PROBLEM DESCRIPTION: Please gather every line in the rows below that contains the string "rule", matching case exactly.

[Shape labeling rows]
::::::::

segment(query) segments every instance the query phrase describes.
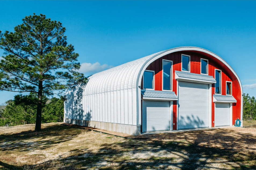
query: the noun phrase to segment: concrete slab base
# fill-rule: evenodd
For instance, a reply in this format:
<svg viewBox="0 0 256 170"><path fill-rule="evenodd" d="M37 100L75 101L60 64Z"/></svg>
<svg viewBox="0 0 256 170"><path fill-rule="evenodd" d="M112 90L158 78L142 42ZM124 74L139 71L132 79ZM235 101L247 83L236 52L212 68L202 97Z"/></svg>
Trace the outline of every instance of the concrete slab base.
<svg viewBox="0 0 256 170"><path fill-rule="evenodd" d="M140 125L132 125L66 118L64 118L64 122L83 126L87 126L110 131L120 132L132 135L139 135L140 134Z"/></svg>
<svg viewBox="0 0 256 170"><path fill-rule="evenodd" d="M205 130L207 129L212 129L217 128L224 128L228 127L233 127L233 126L220 126L219 127L215 127L210 128L196 128L195 129L182 129L181 130L174 130L172 131L155 131L154 132L144 132L141 134L142 135L150 135L151 134L157 134L164 133L176 133L181 132L186 132L187 131L197 131L201 130Z"/></svg>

::::::::

SOLUTION FOR THIS TASK:
# fill-rule: evenodd
<svg viewBox="0 0 256 170"><path fill-rule="evenodd" d="M37 100L75 101L60 64Z"/></svg>
<svg viewBox="0 0 256 170"><path fill-rule="evenodd" d="M112 90L158 78L142 42ZM124 74L139 71L132 79ZM235 101L247 83L236 52L212 68L202 97Z"/></svg>
<svg viewBox="0 0 256 170"><path fill-rule="evenodd" d="M140 125L132 125L66 118L64 118L64 122L83 126L87 126L110 131L120 132L132 135L139 135L140 134Z"/></svg>
<svg viewBox="0 0 256 170"><path fill-rule="evenodd" d="M205 130L207 129L212 129L217 128L224 128L228 127L233 127L233 126L220 126L219 127L215 127L210 128L196 128L195 129L182 129L181 130L174 130L172 131L155 131L154 132L144 132L141 134L142 135L150 135L151 134L157 134L164 133L176 133L181 132L186 132L187 131L197 131L201 130Z"/></svg>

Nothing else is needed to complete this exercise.